EXCERPT PROVIDED.
• • • • •

Any large square for general k

Any large square for general k

To warm up, let’s start with $k=3$. We want to prove that the numbers within the large square that’s $nth$ from the left ad $mth$ from the top sum to

  \[ (2m-1)(2n-1)T_3^2= (2m-1)(2n-1)9. \]    

First look at the large square that’s $nth$ from the left and lies in the first row of large squares. As we already noted above, the two numbers in the top row of this white square are $3(n-1)+1=3n-2$ and $3(n-1)+2=3n-1.$

By some very similar reasoning we can work out that the top two numbers in the large square that’s $nth$ from the left and $mth$ from the top are

  \[ \left(3(m-1)+1\right)\left(3n-2\right)=(3m-2)(3n-2) \]    

and

  \[ \left(3(m-1)+1\right)\left(3n-1\right)=(3m-2)(3n-1) \]    

Similarly, the bottom two numbers in the $nth$ white square from the left in the $mth$ row of white squares are

  \[ \left(3(m-1)+2\right)\left(3n-2\right)=(3m-1)(3n-2) \]    

and

  \[ \left(3(m-1)+2\right)\left(3n-1\right)=(3m-1)(3n-1). \]    

Adding these four numbers gives

  \[ \begin{array}{cc}&  (3m-2)(3n-2) \\ + & (3m-2)(3n-1) \\ + &  (3m-1)(3n-2) \\ + &  (3m-1)(3n-1) \end{array} \]    

which we can rewrite as the product

  \[ \left(3m-2+3m-1\right)\left(3n-2+3n-1\right) = (6m-3)(6n-3)=(2m-1)(2n-1)9, \]    

which is exactly what we wanted.

We now move on to prove the result for any positive integer $k$. We want to show that the sum of numbers in the square that’s $nth$ from the left and $mth$ from the top is equal to

  \[ (2n-1)(2m-1)T_{k-1}^2. \]    

Let’s call the square in question $T.$

Using similar reasoning as above, you can see that the numbers in the first row of $T$ are

  \[ \left(k(m-1)+1\right) \]    

times the numbers in the first row of $S$. This means that the sum of the first row of numbers in $T$ is

  \[ \left(k(m-1)+1\right)\left(2(n-1)T_{k-1}\right). \]    

Similarly, the sum of the second row of numbers in $T$ is

  \[ \left(k(m-1)+2\right)\left(2(n-1)T_{k-1}\right). \]    

We can continue in this vein until we come to the sum of the last row of numbers in $T,$ which is

  \[ \left(k(m-1)+(k-1)\right)\left(2(n-1)T_{k-1}\right). \]    

Adding up these sums of the rows of $T$ gives

  \begin{equation} \left[\left(k(m-1)+1\right)+ \left(\left(k(m-1)+2\right)+...+ \left(\left(k(m-1)+(k-1)\right)\right]\left[(2(n-1)T_{k-1}\right].\end{equation}   (1)

• • • • •

DATA SHOWN.
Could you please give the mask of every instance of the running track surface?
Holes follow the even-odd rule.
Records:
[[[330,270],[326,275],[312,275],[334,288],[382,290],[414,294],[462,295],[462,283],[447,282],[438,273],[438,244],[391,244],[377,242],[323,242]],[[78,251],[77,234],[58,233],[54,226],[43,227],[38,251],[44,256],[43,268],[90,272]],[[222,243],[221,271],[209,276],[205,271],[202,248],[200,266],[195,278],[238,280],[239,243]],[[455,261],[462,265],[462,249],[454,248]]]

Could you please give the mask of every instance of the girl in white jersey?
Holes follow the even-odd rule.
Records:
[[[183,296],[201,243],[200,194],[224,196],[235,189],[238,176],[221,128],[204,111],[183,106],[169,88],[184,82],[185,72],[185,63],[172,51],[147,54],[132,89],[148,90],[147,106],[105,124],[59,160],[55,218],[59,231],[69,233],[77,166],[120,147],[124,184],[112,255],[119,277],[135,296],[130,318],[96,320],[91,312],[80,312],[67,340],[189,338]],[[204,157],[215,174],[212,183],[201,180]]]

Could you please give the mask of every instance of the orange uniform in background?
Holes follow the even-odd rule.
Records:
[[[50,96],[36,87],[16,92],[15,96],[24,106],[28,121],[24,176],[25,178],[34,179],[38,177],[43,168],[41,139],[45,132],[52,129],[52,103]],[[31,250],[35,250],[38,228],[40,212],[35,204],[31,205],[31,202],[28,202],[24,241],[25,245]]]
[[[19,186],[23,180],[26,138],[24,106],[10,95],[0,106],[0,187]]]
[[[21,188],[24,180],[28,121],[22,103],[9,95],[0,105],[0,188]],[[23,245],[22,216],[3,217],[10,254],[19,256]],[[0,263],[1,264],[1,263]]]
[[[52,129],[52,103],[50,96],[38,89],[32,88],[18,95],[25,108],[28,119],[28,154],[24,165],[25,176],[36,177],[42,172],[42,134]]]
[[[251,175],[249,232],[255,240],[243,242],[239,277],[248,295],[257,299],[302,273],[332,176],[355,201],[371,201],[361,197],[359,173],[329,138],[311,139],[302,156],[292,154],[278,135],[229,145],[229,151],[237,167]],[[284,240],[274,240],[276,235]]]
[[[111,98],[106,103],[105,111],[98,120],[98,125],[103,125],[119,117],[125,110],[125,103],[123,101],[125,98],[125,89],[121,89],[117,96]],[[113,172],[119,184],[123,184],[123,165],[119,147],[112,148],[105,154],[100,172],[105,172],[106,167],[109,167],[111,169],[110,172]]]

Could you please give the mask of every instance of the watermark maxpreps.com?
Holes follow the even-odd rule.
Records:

• • • • •

BRIEF.
In the page on large squares for general k, what letter names the square that is nth from the left and mth from the top? The items have no connection to the page on large squares for general k.

SOLUTION TO THE EXERCISE.
T